Referring expression data
########

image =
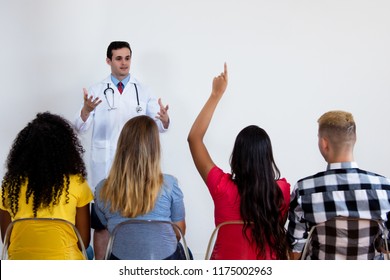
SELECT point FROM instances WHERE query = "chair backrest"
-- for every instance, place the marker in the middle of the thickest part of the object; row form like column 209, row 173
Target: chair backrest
column 43, row 239
column 346, row 238
column 146, row 240
column 227, row 241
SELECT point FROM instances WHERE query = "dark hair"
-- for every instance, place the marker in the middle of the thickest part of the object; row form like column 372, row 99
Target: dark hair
column 43, row 155
column 116, row 45
column 254, row 171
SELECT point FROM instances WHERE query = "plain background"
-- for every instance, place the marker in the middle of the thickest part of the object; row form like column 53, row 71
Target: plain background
column 289, row 62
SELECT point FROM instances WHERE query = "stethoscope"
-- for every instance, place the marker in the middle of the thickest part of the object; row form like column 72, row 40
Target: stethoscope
column 109, row 89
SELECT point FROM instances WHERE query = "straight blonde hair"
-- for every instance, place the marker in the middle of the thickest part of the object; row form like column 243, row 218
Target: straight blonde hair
column 135, row 178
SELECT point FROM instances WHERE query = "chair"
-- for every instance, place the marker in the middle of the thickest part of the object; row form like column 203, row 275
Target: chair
column 43, row 239
column 234, row 246
column 145, row 240
column 343, row 238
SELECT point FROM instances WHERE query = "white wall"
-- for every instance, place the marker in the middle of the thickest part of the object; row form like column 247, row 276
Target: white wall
column 289, row 62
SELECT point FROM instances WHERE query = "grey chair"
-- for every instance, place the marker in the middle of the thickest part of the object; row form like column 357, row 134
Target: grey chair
column 146, row 240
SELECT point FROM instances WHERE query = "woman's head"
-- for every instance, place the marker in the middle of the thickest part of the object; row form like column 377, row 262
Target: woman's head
column 43, row 154
column 135, row 177
column 252, row 152
column 254, row 171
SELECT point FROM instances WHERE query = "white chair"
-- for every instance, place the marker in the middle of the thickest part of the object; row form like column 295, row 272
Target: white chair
column 355, row 238
column 43, row 239
column 145, row 240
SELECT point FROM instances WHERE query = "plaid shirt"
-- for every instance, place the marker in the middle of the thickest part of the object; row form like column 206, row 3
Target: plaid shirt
column 342, row 190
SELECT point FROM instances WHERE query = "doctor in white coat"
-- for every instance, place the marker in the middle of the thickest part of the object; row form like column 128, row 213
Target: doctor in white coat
column 107, row 106
column 106, row 110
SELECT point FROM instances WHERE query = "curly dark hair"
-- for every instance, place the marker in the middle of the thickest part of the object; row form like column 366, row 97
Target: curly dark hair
column 43, row 155
column 254, row 171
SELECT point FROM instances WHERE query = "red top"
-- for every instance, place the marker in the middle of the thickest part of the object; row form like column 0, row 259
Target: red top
column 226, row 208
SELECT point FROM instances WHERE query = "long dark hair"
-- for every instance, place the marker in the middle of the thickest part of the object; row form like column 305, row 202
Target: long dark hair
column 255, row 173
column 43, row 154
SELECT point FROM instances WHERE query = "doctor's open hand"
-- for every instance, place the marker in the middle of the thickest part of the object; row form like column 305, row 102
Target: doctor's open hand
column 90, row 103
column 163, row 114
column 220, row 83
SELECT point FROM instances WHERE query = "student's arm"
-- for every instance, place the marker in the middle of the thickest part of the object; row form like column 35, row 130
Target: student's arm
column 83, row 223
column 182, row 226
column 199, row 152
column 5, row 220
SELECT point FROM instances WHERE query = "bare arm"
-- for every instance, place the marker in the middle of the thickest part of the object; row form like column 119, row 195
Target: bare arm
column 5, row 220
column 83, row 223
column 199, row 152
column 163, row 114
column 90, row 103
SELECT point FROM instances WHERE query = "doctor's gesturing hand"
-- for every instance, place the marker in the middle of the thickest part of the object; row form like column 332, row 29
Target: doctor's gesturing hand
column 90, row 104
column 163, row 114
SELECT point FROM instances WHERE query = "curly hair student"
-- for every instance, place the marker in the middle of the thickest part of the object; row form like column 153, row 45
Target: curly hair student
column 46, row 177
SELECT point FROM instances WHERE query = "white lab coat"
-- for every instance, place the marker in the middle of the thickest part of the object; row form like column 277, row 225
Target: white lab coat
column 107, row 124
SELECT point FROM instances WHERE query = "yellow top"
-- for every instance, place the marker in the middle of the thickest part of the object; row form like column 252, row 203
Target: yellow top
column 63, row 245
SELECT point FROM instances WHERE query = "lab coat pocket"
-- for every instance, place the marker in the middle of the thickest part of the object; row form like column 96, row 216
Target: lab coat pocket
column 100, row 151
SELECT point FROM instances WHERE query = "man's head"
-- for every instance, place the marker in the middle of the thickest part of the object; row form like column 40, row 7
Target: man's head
column 119, row 58
column 336, row 136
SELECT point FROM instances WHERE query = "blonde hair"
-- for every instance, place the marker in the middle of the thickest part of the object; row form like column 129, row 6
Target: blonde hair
column 339, row 127
column 135, row 177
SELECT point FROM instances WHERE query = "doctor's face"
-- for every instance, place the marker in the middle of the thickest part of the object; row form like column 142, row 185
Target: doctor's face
column 120, row 63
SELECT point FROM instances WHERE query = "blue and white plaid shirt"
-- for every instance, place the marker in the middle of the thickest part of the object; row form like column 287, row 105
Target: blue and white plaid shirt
column 342, row 190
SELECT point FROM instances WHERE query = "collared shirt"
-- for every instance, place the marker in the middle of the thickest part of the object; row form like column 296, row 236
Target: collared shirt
column 124, row 81
column 342, row 190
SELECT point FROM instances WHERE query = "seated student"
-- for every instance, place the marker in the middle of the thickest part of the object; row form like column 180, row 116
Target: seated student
column 45, row 178
column 136, row 188
column 341, row 190
column 253, row 191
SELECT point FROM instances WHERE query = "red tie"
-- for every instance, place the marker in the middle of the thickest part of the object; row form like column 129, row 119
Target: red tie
column 120, row 87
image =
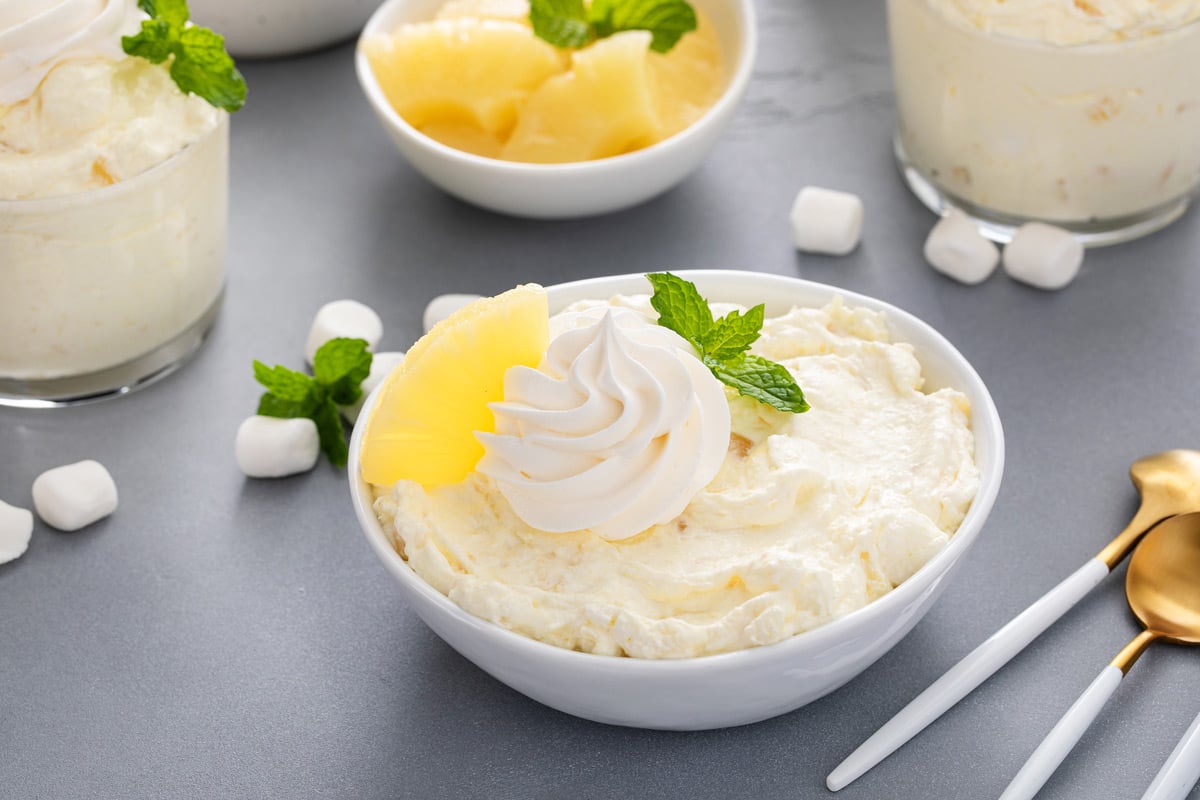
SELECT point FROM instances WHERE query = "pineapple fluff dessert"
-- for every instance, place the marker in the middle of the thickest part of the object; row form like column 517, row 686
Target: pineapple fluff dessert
column 479, row 79
column 586, row 480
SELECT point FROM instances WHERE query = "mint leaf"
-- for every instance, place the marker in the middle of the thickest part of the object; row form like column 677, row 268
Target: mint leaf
column 341, row 365
column 666, row 19
column 330, row 432
column 173, row 12
column 202, row 67
column 761, row 379
column 153, row 43
column 681, row 307
column 283, row 383
column 733, row 334
column 563, row 23
column 723, row 343
column 199, row 64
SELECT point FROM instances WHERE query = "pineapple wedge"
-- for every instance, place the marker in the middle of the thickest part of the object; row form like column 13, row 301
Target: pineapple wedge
column 469, row 72
column 605, row 106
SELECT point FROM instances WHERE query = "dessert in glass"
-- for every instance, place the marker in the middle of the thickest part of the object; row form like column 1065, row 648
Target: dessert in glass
column 1080, row 113
column 113, row 208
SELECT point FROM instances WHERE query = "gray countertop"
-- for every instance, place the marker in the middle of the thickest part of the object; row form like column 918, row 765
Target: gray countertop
column 222, row 637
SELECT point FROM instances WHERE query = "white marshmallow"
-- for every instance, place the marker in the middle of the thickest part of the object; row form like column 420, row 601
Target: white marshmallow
column 75, row 495
column 382, row 364
column 269, row 446
column 16, row 529
column 343, row 318
column 445, row 305
column 825, row 221
column 1043, row 256
column 958, row 250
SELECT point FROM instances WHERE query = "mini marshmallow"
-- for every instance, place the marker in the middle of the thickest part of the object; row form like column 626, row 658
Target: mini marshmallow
column 1043, row 256
column 269, row 446
column 445, row 305
column 958, row 250
column 75, row 495
column 343, row 318
column 16, row 529
column 825, row 221
column 382, row 364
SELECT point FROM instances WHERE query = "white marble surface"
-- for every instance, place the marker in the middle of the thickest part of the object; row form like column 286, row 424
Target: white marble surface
column 235, row 638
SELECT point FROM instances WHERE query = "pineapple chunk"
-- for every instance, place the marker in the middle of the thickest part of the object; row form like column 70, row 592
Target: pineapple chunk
column 605, row 106
column 689, row 78
column 468, row 72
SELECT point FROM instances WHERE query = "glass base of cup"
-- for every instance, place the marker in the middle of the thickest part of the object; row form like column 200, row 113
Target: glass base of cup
column 113, row 382
column 1000, row 227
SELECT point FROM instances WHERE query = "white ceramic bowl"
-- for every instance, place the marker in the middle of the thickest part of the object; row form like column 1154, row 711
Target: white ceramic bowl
column 271, row 28
column 733, row 687
column 575, row 190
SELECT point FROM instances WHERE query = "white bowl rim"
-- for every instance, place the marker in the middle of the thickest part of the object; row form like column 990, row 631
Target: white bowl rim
column 827, row 633
column 730, row 97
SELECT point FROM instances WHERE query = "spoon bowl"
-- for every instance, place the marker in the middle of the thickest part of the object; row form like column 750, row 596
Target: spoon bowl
column 1164, row 594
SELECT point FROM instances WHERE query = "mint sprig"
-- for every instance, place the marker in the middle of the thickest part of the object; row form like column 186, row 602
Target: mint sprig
column 199, row 64
column 339, row 370
column 570, row 24
column 724, row 343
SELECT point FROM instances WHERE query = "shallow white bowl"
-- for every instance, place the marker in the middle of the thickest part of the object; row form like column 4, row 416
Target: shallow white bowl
column 271, row 28
column 575, row 190
column 733, row 687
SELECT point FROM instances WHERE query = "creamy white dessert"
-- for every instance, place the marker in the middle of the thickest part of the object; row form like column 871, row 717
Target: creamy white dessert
column 796, row 519
column 113, row 193
column 1065, row 110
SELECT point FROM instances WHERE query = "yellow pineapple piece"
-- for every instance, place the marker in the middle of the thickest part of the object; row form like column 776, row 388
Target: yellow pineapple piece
column 605, row 106
column 423, row 425
column 689, row 78
column 461, row 72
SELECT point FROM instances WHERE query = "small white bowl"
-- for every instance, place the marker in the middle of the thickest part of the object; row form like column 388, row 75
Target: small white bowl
column 273, row 28
column 733, row 687
column 574, row 190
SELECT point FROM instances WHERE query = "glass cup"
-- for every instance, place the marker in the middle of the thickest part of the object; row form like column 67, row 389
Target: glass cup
column 1102, row 139
column 107, row 290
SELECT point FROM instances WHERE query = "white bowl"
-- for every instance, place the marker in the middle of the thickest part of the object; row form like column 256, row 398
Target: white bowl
column 574, row 190
column 271, row 28
column 733, row 687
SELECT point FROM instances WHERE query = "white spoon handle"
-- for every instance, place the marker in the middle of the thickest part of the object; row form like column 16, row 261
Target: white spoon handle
column 1181, row 770
column 1062, row 738
column 977, row 667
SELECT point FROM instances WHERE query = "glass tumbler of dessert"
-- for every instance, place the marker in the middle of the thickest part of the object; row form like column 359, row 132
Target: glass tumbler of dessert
column 113, row 209
column 1079, row 113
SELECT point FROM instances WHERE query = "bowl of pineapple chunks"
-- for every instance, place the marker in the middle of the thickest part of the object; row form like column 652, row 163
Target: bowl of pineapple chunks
column 556, row 108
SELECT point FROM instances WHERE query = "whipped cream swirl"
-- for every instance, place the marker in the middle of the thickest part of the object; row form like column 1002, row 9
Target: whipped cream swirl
column 37, row 35
column 617, row 429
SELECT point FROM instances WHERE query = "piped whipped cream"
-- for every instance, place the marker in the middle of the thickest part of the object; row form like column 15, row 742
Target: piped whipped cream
column 37, row 35
column 1072, row 22
column 617, row 429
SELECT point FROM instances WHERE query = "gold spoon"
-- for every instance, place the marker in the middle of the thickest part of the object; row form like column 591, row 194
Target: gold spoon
column 1163, row 589
column 1169, row 483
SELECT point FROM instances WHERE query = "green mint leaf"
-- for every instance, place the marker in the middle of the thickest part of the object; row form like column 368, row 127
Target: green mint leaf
column 173, row 12
column 283, row 383
column 330, row 432
column 202, row 67
column 153, row 43
column 341, row 365
column 681, row 307
column 733, row 334
column 563, row 23
column 761, row 379
column 666, row 19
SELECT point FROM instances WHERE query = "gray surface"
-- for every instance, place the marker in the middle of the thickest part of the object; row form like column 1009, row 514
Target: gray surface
column 235, row 638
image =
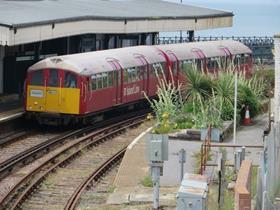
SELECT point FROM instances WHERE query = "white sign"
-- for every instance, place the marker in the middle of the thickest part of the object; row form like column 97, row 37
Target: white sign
column 36, row 93
column 131, row 90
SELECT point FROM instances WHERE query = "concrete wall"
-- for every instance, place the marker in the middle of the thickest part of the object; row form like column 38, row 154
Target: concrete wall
column 2, row 52
column 242, row 190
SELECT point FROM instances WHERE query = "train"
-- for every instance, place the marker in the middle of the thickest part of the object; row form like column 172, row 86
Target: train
column 80, row 88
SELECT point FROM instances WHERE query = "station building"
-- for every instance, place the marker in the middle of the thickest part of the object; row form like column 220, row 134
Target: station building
column 31, row 30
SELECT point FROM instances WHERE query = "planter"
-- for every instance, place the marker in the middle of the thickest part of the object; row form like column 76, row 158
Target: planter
column 215, row 134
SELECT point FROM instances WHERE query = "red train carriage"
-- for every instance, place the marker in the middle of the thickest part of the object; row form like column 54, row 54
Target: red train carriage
column 74, row 88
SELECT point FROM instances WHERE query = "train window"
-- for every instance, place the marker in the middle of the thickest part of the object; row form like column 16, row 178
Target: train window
column 105, row 80
column 116, row 79
column 187, row 65
column 199, row 64
column 93, row 82
column 110, row 79
column 237, row 60
column 212, row 63
column 37, row 78
column 53, row 78
column 70, row 80
column 99, row 81
column 125, row 75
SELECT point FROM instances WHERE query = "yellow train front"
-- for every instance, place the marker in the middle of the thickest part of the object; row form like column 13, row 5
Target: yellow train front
column 53, row 95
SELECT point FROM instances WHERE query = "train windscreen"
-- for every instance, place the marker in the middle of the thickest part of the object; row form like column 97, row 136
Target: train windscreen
column 37, row 78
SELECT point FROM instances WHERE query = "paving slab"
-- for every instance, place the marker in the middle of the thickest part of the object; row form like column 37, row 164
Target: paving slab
column 134, row 167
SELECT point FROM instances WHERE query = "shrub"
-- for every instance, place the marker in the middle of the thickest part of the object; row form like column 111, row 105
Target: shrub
column 198, row 86
column 168, row 104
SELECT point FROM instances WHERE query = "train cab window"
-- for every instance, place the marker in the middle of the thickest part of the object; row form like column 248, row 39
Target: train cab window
column 157, row 68
column 70, row 80
column 53, row 78
column 37, row 78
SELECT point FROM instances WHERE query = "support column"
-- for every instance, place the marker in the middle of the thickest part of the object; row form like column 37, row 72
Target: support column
column 2, row 54
column 277, row 77
column 191, row 36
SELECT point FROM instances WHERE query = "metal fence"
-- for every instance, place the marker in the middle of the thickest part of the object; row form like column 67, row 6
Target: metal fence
column 261, row 46
column 268, row 183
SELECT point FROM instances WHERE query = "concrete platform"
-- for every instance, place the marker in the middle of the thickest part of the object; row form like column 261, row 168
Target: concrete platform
column 132, row 171
column 11, row 107
column 134, row 167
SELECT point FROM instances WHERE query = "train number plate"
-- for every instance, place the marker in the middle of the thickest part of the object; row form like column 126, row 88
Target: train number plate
column 36, row 93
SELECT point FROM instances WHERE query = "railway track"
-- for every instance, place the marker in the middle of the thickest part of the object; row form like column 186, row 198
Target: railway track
column 72, row 149
column 31, row 150
column 93, row 177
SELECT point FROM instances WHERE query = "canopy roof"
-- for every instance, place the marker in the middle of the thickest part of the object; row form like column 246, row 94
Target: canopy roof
column 27, row 21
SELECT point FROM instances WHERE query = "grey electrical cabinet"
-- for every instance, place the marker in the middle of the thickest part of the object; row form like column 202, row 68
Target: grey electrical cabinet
column 156, row 147
column 192, row 194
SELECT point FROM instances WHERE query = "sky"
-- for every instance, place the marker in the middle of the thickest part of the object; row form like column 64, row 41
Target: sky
column 251, row 17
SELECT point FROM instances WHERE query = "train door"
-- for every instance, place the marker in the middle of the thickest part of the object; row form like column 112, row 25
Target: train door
column 143, row 74
column 71, row 99
column 53, row 90
column 226, row 59
column 117, row 81
column 174, row 66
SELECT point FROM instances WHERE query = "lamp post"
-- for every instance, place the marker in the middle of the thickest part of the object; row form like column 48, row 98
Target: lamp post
column 181, row 36
column 277, row 78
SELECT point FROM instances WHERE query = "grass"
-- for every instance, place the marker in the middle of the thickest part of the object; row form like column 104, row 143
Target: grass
column 147, row 181
column 197, row 158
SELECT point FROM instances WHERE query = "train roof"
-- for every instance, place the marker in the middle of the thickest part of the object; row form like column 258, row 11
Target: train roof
column 185, row 51
column 97, row 62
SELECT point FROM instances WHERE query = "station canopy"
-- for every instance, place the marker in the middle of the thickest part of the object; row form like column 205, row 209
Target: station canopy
column 26, row 21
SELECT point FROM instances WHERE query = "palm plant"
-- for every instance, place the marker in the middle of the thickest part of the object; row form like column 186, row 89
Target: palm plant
column 167, row 105
column 198, row 86
column 224, row 91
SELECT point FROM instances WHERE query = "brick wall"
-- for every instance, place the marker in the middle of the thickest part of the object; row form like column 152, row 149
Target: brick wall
column 242, row 190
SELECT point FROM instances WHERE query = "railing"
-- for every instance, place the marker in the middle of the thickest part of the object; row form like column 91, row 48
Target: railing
column 260, row 45
column 268, row 184
column 204, row 152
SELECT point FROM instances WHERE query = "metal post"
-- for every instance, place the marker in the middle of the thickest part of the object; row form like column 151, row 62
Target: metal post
column 155, row 179
column 238, row 160
column 181, row 36
column 243, row 150
column 182, row 160
column 235, row 107
column 277, row 78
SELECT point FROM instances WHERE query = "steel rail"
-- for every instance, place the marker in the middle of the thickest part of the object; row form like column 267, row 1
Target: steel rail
column 94, row 176
column 11, row 137
column 92, row 136
column 7, row 166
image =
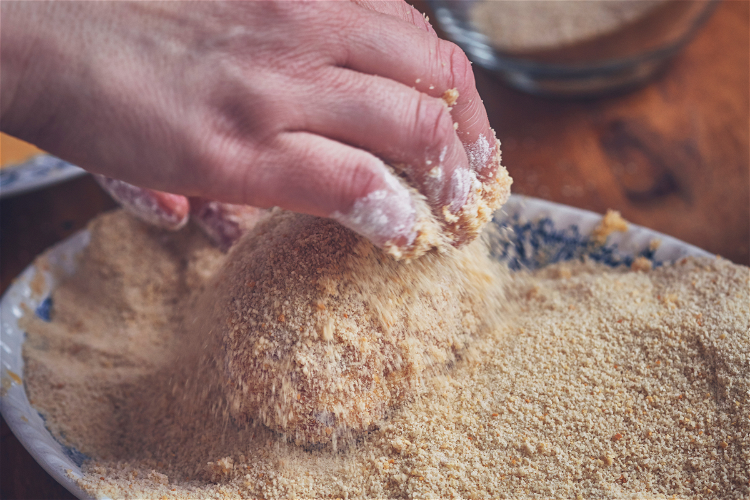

########

Exactly restate the lines from the beginning of the data through the line with "209, row 173", and no others, keeping pictures out.

» **EXERCISE SOLUTION**
image =
SELECT point FROM instances WHERE query = "chair backrest"
-- for every instance, place the marker in the middle of the thickest part of the object; row form like column 209, row 173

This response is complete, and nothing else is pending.